▶ [Your goal]: Find "Where can the stand" in the data below; transcribe the line it appears on and each line after it, exactly, to the end, and nothing else.

▶ [Items]:
** BEGIN **
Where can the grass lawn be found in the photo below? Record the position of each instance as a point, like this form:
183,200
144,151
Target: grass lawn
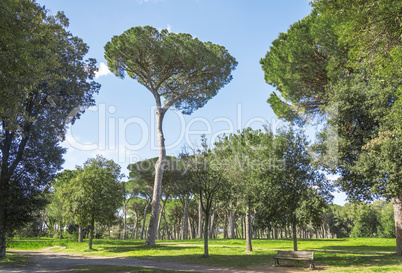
333,255
14,260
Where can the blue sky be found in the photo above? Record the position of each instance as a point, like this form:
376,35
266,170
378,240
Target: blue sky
121,126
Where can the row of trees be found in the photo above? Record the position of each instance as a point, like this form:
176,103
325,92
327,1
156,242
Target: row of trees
270,178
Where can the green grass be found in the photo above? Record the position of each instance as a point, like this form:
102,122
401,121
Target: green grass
334,255
114,268
14,260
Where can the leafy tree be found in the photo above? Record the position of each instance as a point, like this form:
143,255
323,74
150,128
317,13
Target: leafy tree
339,221
177,67
207,174
300,64
386,220
56,208
45,85
95,193
364,220
363,88
246,156
297,193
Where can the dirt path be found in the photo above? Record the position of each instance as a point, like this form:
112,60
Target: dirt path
47,261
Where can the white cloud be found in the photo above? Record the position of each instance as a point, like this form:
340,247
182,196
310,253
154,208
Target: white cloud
103,71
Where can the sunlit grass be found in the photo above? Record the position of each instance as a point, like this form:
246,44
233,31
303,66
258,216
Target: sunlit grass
335,255
14,260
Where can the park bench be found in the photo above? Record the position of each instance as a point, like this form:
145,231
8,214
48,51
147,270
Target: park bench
295,255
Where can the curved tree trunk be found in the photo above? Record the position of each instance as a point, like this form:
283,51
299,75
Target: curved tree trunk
160,218
125,220
184,227
153,221
397,203
2,240
80,234
60,229
248,229
199,219
294,231
91,231
232,224
206,229
143,221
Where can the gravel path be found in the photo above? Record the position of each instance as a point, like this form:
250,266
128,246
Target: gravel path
48,261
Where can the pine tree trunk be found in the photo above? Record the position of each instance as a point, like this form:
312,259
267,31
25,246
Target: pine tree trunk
206,230
397,203
80,234
61,230
167,227
199,219
160,218
248,229
91,231
184,226
232,224
159,166
294,231
143,222
125,220
190,227
2,241
211,224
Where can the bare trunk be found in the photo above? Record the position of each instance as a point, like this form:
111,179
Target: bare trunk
125,220
60,230
397,202
248,230
167,227
91,231
160,218
192,236
199,219
232,224
134,233
80,234
211,224
294,231
206,227
184,226
159,166
2,243
143,222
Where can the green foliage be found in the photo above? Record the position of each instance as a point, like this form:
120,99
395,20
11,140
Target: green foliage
296,194
299,64
183,70
45,85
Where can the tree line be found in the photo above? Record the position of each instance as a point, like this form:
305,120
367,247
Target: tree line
339,67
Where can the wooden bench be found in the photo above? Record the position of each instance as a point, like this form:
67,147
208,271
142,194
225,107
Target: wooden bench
295,255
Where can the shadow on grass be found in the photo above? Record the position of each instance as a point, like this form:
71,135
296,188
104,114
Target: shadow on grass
142,247
348,260
322,260
362,248
14,260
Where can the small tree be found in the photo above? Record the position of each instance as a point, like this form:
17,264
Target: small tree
207,174
177,67
95,193
297,193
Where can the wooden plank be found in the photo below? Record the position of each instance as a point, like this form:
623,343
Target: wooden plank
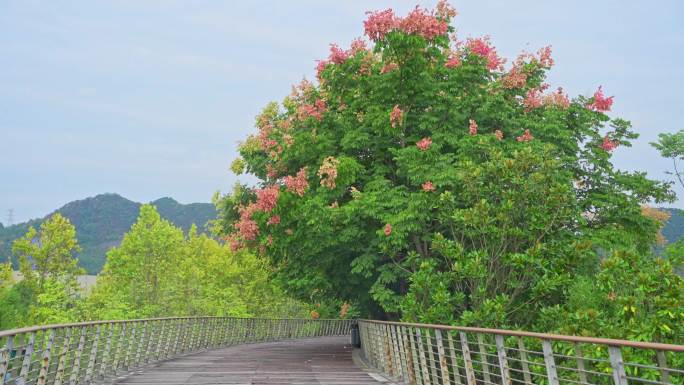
321,360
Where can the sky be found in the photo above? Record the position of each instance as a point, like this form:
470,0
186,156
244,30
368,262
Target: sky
149,98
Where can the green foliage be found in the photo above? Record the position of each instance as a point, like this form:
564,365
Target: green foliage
420,189
48,292
672,146
102,220
157,271
48,255
631,297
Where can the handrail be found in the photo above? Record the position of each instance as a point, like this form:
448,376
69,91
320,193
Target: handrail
428,354
9,332
555,337
95,352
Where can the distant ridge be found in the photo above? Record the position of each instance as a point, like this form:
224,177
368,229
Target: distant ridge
102,220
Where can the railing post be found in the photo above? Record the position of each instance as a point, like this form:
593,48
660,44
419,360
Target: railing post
45,362
423,361
468,361
442,356
141,342
662,365
503,360
431,356
454,360
483,357
5,356
550,363
389,351
118,350
130,345
61,364
76,366
409,354
93,356
403,362
580,364
26,365
526,368
108,348
618,366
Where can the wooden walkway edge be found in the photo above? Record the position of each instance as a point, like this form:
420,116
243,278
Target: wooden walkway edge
320,360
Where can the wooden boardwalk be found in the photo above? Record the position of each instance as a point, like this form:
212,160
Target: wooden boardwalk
321,360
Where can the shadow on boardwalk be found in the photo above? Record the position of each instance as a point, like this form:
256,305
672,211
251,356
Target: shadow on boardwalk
322,360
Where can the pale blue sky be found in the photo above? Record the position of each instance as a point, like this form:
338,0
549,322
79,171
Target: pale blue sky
149,98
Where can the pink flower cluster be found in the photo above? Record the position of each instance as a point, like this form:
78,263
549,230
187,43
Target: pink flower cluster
600,103
271,171
246,227
515,78
525,137
320,67
444,11
428,186
545,59
421,23
424,144
396,116
533,99
267,198
452,61
297,184
315,110
609,145
379,23
328,172
482,47
389,67
472,127
418,22
337,55
557,98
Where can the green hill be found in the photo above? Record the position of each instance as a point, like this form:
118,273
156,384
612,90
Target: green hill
101,222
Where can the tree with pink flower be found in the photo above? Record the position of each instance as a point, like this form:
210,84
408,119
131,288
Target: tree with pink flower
425,177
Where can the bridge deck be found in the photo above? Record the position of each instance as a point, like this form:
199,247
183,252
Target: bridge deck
322,360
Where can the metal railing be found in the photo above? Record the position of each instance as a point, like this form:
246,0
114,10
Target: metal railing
436,354
95,352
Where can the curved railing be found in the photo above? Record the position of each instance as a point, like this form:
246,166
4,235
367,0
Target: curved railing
437,354
95,352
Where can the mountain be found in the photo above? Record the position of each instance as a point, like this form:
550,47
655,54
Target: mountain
102,220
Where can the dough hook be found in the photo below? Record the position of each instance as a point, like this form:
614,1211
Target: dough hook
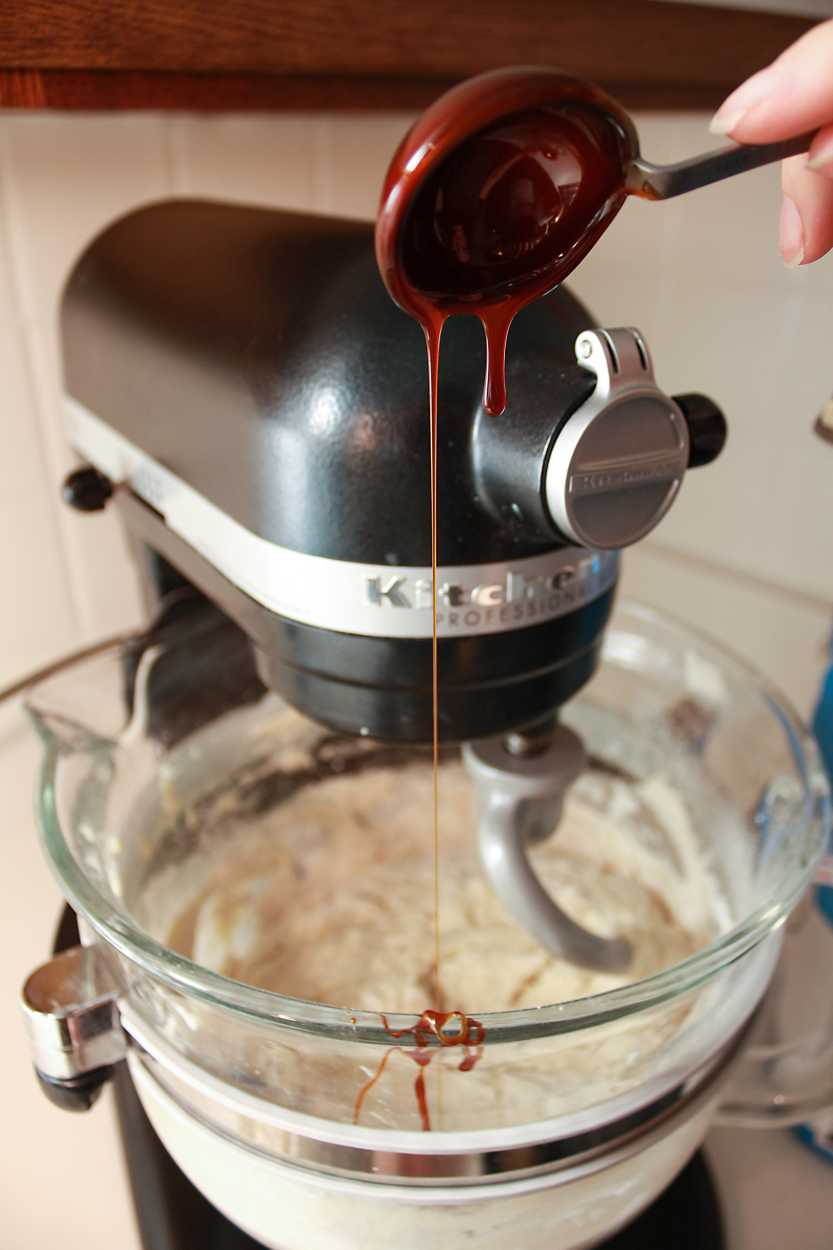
520,783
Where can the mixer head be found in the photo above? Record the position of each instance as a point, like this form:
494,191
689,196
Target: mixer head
240,383
245,381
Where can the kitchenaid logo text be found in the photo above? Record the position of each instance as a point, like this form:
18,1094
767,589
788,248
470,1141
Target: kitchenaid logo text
518,598
609,479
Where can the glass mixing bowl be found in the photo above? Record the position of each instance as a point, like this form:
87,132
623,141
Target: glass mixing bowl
164,763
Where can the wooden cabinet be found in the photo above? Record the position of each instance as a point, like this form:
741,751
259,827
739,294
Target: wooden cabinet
367,54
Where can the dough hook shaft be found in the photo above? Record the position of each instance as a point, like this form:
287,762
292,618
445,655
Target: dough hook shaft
519,801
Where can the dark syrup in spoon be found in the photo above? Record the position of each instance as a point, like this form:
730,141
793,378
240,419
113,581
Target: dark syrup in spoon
494,195
493,198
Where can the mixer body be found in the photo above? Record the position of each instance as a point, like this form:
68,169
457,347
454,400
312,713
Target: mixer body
244,378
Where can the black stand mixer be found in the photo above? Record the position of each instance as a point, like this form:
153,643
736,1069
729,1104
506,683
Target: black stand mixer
245,393
247,384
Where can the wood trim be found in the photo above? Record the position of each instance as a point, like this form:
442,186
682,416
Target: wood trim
267,93
358,54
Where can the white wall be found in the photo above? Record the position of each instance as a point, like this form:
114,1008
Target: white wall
746,553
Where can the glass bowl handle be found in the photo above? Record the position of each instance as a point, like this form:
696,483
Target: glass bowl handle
786,1076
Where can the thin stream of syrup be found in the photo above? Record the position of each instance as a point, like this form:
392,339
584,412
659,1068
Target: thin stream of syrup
433,335
465,1031
493,196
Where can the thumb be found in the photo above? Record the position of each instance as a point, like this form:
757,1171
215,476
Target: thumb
788,96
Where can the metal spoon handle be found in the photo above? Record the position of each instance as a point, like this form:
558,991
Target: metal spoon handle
664,181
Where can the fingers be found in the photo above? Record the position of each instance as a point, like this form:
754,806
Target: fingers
788,96
807,213
821,154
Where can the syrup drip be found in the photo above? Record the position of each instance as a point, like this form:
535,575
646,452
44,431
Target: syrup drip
433,344
493,198
495,195
464,1031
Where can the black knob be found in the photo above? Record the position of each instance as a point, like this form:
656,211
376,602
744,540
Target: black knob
78,1093
707,429
88,490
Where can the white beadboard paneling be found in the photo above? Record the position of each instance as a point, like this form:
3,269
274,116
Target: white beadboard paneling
782,634
38,619
65,178
250,158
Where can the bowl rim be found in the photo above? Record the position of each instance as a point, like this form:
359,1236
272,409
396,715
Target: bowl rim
270,1008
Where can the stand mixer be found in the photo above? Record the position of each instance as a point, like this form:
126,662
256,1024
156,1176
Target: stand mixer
244,391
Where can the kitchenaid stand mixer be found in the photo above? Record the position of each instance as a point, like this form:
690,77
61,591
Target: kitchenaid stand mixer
245,393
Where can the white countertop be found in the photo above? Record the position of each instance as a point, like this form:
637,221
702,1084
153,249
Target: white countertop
** END **
▶ [Reply to the exercise]:
Where can the stand mixer be found in the photo above? Record the position of each instance as a point, like this form:
126,662
256,1024
156,1176
Target: stand mixer
244,391
Where can the kitchenaid stand mixer be found in the photo above? Record the position of each instance as a point, like this form:
690,77
61,591
Target: kitchenaid stand mixer
245,393
Where can the white countertop be found in the photo above? Record the position of each instance as a point, like this form:
637,221
702,1084
153,249
Target: white countertop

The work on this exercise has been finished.